Membaca Arah Politik Kiai Kampung pada Pilpres 2024

Opini | Selasa, 12 Desember 2023 | 11:20 WIB
Prof. Dr. Muhammad Turhan Yani, MA. Guru Besar Fakultas Ilmu Sosial dan Ilmu Politik, Direktur LPPM Universitas Negeri Surabaya, Ketua Komisi Pendidikan Majelis Ulama Indonesia Provinsi Jawa Timur, Ketua Bidang Pengembangan SDM, DPP-ADPISI (Sumber: Dok. Istimewa )

Surabaya, Kompas.TV Jawa Timur - Istilah kiai kampung merujuk pada terminologi yang sering digunakan oleh Presiden ke-4 Republik Indonesia (RI), KH. Abdurrahman Wahid (Gus Dur), padanan kiai kampung adalah kiai desa atau kiai ndeso. Di samping kiai kampung, ada istilah yang lebih spesifik lagi, yaitu kiai khos, yaitu kiai yang memiliki kharisma dan maqom (derajat) tinggi karena kealiman, keilmuan, ketokohan, pengaruh, dan akhlaknya. Dalam kaitan dengan peran kiai dalam perpolitikan di Indonesia pada era reformasi, Gus Dur lah yang mempopulerkan istilah kiai khos dan kiai kampung, tepatnya menjelang Pemilu Presiden saat itu yang mengantarkan Gus Dur menjadi Presiden ke-4 RI.

 

Kini menjelang Pemilu Presiden 2024, peran politik kiai dimunculkan kembali ke permukaan seiring dengan gawe politik nasional lima tahunan. Selain kiai pesantren, kiai kampung juga memiliki peran penting dalam membimbing umat pada skala lokal di desa, dalam kaitan ini semua pasangan Calon Presiden (Capres) dan Calon Wakil Presiden (Cawapres) memiliki peluang besar untuk memperoleh restu, dukungan, dan doa dari kiai kampung karena pengaruhnya pada tingkat lokal di desa secara langsung kepada jamaah atau umat. Ibarat tombol lampu listrik, kiai kampung adalah tombol pusatnya di tingkat desa. Sekali mendapat dukungan dari satu kiai kampung hampir semua jamaah pada tingkat kampung/desa akan mengikutinya, apalagi biasanya kiai-kiai kampung juga memiliki komunitas dengan kiai kampung lainnya yang diikat secara emosional dalam sebuah pertemuan atau kegiatan rutin di tingkat kecamatan bersama dengan para jamaahnya.

 

Adalah Gus Dur yang mempopulerkan peran penting kiai kampung, selain kiai khos dalam perpolitikan pada era reformasi. Dalam perjalanan politik Gus Dur sampai menjadi Presiden RI tidak lepas dari peran penting kiai khos juga. Terminologi kiai khos diilustrasikan sebagai wasilah (penyambung) langsung ke langit untuk mendoakan karena diyakini kedekatan kiai khos dengan Tuhan, siapapun tokoh yang datang atau sowan kepada kiai khos maka dukungan kepada kepada sang tokoh politik atau calon akan menguat karena dianggap telah direstui dan didoakan oleh kiai khos.

Cuplikan dataset pelabelan titik
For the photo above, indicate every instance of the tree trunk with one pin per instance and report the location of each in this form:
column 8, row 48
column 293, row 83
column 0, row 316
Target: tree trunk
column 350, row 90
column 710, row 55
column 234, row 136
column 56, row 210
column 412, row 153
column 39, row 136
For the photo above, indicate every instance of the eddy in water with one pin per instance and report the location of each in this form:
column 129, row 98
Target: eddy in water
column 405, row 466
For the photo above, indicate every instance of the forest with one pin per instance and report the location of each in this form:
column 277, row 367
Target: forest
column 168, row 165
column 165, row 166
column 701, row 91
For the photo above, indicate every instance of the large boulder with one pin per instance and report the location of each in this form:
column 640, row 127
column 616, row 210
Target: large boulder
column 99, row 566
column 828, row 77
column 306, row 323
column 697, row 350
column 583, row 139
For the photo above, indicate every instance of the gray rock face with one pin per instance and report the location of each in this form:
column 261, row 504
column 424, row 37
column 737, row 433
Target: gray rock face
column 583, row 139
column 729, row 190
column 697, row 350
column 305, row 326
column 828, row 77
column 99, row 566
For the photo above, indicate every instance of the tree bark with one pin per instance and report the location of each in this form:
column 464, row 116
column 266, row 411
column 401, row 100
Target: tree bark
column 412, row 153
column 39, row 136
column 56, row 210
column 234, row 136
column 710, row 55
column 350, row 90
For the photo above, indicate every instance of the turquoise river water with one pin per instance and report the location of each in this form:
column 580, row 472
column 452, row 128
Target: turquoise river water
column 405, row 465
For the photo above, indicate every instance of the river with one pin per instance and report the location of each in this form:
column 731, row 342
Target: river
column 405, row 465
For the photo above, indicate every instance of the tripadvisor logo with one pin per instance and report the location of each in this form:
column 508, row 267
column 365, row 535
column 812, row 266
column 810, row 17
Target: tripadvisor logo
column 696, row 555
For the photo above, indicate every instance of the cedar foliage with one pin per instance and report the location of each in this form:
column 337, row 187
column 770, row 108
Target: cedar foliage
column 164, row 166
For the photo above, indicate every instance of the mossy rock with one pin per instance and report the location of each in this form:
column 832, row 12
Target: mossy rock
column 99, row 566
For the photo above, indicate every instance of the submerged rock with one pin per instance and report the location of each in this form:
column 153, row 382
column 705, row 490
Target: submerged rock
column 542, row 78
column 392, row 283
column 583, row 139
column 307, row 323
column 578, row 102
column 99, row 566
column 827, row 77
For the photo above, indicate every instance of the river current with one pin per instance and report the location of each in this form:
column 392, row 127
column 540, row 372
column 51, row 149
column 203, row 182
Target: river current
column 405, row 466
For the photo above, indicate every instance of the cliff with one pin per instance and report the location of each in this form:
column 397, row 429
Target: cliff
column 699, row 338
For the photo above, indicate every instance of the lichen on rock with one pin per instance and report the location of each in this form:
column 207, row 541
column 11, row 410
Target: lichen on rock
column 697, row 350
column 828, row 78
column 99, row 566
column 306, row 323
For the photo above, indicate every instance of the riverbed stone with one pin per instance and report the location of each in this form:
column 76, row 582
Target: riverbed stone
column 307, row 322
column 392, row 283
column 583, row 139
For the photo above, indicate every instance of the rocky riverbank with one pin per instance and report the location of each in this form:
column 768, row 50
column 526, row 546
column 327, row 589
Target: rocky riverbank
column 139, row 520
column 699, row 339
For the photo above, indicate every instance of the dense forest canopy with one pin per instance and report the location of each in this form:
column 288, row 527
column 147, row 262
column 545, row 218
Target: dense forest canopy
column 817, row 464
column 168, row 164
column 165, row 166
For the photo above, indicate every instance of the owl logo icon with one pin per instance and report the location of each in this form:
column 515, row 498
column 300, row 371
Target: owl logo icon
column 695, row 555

* * *

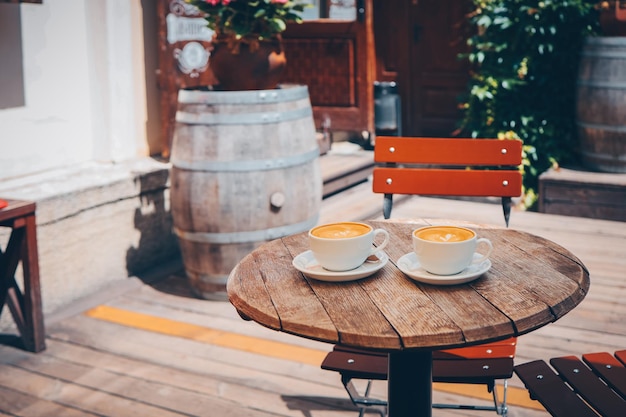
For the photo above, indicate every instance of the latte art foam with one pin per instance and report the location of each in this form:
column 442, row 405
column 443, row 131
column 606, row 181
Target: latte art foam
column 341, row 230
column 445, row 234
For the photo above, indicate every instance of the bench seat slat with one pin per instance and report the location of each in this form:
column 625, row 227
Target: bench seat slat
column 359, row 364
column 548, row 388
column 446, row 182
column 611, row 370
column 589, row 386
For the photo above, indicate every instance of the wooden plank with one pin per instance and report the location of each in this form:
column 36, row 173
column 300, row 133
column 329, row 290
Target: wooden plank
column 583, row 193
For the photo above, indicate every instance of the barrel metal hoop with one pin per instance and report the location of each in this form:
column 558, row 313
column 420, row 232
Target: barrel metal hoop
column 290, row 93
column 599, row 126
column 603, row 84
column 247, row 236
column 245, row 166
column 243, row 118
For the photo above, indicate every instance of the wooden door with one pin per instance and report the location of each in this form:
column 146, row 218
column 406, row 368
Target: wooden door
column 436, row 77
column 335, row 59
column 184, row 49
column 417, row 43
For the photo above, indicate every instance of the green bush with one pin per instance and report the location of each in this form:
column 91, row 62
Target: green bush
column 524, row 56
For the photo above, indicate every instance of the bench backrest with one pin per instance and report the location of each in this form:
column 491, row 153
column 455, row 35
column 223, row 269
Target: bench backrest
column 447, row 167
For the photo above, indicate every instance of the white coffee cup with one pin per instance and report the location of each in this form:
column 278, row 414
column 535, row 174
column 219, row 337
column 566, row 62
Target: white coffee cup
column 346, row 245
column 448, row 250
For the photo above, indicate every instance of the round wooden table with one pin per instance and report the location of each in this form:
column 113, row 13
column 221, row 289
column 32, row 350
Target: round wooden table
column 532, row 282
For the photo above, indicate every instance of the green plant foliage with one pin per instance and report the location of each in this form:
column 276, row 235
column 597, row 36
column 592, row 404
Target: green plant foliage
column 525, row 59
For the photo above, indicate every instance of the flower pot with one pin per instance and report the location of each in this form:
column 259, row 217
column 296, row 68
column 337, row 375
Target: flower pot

==

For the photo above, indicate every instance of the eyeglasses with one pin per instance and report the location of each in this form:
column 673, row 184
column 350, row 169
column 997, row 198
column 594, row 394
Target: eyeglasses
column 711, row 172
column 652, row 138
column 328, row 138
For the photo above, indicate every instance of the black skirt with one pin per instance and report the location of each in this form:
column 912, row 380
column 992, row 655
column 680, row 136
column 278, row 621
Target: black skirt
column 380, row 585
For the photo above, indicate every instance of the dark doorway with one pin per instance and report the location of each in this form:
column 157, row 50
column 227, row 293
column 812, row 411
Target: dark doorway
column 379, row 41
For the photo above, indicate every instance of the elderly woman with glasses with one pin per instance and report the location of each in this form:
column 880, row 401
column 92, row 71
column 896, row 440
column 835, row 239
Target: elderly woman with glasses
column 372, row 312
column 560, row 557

> [Tugas yang Diselesaikan]:
1. Menurut opini tentang kiai kampung, apa padanan istilah kiai kampung?
2. Ekstrak baris-baris dataset tanpa perubahan, dimulai dari baris yang memuat "For the photo above, indicate every instance of the tripadvisor" dan berlanjut sampai baris yang memuat "column 696, row 555", termasuk kedua baris tersebut.

> [Hasil]:
1. Padanan kiai kampung adalah kiai desa atau kiai ndeso.

2.
For the photo above, indicate every instance of the tripadvisor logo with one pin per instance and report the location of each in this form:
column 508, row 267
column 365, row 535
column 812, row 266
column 810, row 17
Target: tripadvisor logo
column 696, row 555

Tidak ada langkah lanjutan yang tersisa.